**EXERCISE REQUIREMENTS:** With both ends included, transcribe exactly the records below from their first line to the line that contains "Tag each instance of the leafless".

Stored data:
====
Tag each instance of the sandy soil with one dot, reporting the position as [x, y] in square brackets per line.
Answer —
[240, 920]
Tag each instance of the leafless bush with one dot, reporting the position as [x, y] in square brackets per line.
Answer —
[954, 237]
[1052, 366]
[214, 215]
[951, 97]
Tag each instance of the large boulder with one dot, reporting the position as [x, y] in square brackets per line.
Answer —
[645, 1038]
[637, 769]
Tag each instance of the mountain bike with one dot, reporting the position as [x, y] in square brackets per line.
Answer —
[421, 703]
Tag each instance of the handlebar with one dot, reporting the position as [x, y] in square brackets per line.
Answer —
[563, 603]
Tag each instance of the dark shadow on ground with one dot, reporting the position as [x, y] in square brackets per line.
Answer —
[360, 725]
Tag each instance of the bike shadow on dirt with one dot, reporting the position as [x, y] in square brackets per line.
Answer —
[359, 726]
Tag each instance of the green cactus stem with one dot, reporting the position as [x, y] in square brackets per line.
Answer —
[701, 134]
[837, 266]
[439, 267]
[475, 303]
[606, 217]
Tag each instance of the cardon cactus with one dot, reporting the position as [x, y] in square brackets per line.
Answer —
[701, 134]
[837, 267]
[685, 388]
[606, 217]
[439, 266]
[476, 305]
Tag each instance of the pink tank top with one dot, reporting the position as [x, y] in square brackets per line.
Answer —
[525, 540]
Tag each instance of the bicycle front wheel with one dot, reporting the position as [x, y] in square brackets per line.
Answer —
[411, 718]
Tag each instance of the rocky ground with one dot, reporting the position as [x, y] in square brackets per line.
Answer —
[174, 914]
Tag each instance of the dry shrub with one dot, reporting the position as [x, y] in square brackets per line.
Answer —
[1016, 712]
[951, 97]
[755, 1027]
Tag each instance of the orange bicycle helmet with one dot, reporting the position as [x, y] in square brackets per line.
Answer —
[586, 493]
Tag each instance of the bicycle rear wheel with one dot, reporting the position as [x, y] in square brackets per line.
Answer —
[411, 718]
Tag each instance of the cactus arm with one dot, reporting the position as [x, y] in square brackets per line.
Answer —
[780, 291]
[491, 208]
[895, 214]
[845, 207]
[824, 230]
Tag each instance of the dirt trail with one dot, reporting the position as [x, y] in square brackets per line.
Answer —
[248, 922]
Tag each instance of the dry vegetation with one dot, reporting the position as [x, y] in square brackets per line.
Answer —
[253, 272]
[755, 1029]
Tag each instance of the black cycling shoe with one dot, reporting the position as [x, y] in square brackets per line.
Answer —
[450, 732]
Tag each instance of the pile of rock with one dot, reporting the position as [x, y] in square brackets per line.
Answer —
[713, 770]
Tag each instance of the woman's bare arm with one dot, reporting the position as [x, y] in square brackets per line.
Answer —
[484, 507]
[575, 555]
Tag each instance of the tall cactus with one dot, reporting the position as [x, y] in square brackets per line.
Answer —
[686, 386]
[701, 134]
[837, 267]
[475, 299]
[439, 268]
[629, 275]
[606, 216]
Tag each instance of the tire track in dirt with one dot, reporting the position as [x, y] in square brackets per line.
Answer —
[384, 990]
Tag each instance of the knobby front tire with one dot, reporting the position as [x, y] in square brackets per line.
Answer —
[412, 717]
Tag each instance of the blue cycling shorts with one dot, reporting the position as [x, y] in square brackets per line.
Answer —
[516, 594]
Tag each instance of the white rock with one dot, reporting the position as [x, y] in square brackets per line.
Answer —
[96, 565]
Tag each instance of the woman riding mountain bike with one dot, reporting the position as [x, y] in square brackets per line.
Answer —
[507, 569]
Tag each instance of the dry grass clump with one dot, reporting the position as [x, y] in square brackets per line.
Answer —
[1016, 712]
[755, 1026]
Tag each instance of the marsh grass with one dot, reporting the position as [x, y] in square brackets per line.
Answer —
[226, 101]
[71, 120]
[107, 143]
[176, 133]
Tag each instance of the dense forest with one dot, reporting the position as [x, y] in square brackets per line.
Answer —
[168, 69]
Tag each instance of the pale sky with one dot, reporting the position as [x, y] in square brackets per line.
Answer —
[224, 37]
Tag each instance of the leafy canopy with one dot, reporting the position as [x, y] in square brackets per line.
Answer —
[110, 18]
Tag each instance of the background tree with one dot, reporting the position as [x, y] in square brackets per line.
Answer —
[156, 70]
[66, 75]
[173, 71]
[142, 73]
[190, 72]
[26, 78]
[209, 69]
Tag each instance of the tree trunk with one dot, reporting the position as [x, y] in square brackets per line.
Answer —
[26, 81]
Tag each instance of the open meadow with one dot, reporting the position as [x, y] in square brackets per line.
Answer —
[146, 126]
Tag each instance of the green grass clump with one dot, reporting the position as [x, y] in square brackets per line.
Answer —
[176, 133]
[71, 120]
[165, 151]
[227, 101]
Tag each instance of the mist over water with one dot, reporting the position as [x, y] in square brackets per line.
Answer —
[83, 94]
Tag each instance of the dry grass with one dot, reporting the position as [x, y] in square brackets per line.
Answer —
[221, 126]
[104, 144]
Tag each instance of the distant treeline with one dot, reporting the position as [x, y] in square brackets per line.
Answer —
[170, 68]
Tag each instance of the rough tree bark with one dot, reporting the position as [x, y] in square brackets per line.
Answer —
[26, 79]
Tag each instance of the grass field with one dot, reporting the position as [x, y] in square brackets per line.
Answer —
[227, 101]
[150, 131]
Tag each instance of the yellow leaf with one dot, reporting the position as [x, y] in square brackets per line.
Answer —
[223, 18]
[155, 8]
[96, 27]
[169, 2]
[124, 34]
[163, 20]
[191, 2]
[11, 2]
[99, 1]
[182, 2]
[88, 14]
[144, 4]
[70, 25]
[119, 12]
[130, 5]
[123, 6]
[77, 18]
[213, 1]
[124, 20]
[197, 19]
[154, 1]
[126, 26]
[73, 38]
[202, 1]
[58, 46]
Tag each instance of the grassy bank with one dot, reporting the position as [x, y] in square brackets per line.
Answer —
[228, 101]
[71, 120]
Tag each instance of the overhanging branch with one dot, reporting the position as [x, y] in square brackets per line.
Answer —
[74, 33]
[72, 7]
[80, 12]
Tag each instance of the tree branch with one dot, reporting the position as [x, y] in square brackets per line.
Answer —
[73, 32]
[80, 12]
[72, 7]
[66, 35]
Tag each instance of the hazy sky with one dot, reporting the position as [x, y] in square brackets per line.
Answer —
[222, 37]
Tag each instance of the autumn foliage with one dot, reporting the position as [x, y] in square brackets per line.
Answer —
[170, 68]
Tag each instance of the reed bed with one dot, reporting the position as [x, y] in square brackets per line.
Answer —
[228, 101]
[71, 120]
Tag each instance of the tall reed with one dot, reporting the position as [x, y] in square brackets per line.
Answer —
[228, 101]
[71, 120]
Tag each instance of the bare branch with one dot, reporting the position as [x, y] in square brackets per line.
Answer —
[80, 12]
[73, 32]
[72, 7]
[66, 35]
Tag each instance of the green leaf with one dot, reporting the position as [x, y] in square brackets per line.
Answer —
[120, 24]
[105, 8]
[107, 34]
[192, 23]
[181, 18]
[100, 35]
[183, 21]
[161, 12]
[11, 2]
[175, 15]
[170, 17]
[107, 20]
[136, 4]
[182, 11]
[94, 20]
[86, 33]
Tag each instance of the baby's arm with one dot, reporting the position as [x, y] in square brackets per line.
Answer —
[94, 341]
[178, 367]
====
**EXERCISE ANSWER:**
Tag each instance of the sandy soil with one dot, reporting the position as [x, y] in square brackets per line.
Answer —
[240, 920]
Tag each instance of the leafless bush with one dot, reporting the position as [x, y] in square brackets per line.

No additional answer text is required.